▸ **Listed records**
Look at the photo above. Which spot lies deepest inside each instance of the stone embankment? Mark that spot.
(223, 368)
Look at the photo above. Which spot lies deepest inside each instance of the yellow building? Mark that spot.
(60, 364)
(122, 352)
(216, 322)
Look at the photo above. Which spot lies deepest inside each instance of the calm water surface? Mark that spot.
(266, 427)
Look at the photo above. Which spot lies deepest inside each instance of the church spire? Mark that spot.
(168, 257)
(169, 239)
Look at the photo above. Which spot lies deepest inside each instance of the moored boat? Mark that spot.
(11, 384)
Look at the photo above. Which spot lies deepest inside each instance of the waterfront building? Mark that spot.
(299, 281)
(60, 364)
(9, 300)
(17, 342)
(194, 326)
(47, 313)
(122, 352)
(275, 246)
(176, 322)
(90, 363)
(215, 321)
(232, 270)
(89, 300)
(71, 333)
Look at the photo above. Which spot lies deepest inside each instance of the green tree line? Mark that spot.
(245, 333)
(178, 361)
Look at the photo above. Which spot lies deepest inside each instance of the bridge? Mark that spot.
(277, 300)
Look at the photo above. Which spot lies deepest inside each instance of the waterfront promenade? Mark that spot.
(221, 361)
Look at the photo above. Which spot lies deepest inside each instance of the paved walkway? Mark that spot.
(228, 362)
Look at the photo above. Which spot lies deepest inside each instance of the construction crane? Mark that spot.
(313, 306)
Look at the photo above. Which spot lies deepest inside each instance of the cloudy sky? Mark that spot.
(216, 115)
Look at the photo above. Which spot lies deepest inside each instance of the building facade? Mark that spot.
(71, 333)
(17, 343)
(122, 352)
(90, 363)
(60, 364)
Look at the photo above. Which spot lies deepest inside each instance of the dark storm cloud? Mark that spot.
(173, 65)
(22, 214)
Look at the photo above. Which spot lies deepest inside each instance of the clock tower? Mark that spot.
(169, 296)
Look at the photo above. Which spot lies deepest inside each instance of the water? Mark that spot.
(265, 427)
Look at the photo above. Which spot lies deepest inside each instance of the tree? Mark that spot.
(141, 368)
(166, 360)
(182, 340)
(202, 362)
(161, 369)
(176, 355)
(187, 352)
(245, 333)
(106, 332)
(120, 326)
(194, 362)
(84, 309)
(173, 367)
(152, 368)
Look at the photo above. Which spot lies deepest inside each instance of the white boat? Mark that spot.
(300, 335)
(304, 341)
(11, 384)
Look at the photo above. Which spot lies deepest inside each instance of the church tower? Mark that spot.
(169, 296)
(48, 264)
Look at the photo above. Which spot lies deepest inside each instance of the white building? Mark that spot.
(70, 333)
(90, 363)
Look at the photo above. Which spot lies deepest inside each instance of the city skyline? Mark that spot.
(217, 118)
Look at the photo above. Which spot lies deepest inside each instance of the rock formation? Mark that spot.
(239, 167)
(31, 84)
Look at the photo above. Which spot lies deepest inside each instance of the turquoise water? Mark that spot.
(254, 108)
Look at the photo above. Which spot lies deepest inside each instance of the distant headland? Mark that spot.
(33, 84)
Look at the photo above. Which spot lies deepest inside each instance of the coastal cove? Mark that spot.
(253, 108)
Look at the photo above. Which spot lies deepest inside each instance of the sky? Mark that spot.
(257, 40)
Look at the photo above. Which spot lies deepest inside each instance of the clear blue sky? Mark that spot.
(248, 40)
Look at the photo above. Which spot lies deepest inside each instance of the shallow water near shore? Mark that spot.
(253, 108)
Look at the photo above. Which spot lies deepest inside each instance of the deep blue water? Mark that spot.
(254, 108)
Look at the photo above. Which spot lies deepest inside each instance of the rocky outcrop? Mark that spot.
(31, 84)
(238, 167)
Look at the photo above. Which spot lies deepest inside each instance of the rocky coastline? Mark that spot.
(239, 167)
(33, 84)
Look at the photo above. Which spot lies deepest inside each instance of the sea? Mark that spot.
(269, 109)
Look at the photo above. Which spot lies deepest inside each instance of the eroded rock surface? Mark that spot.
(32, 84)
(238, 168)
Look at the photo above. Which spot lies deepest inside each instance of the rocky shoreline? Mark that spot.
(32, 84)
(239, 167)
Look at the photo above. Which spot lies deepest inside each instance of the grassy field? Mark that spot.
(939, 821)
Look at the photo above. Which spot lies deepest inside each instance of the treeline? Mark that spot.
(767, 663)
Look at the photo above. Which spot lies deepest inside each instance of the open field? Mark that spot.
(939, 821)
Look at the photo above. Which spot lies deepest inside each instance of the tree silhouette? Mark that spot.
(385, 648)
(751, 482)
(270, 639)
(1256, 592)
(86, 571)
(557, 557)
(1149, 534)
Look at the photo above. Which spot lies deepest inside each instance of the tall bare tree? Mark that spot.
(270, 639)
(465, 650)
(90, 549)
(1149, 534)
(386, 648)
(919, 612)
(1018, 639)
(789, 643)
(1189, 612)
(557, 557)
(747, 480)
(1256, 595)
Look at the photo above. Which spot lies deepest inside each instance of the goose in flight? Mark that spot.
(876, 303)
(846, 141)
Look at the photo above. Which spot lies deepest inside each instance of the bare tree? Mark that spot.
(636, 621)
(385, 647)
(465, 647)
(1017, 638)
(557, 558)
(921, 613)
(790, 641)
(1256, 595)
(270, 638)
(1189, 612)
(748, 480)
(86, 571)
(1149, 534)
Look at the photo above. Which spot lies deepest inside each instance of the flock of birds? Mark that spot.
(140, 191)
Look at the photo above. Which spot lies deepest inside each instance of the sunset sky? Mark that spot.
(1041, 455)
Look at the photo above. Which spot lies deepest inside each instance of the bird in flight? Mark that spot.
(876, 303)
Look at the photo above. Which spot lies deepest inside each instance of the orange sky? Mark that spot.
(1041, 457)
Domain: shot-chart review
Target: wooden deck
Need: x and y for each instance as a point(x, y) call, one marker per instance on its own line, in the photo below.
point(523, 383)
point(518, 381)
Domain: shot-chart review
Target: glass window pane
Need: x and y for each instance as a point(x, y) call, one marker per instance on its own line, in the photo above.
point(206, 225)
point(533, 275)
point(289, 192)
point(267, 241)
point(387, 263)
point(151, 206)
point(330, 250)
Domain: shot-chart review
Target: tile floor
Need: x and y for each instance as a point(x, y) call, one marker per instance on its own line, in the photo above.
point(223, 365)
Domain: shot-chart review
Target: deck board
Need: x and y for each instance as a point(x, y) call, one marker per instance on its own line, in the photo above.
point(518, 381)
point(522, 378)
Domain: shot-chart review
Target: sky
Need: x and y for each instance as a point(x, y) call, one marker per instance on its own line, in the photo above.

▸ **What this task involves**
Please rewrite every line of the items from the line with "bird in flight? Mark that spot." up to and including the line with "(1041, 457)", shifting each coordinate in the answers by adding 75 to it.

▸ **Response**
Look at the photo above. Which spot lies deepest inside each instance of the bird in flight? Mark that spot.
(951, 378)
Look at the photo above. Which spot lies deepest inside each instance of the orange sky? Mark that spot.
(1116, 532)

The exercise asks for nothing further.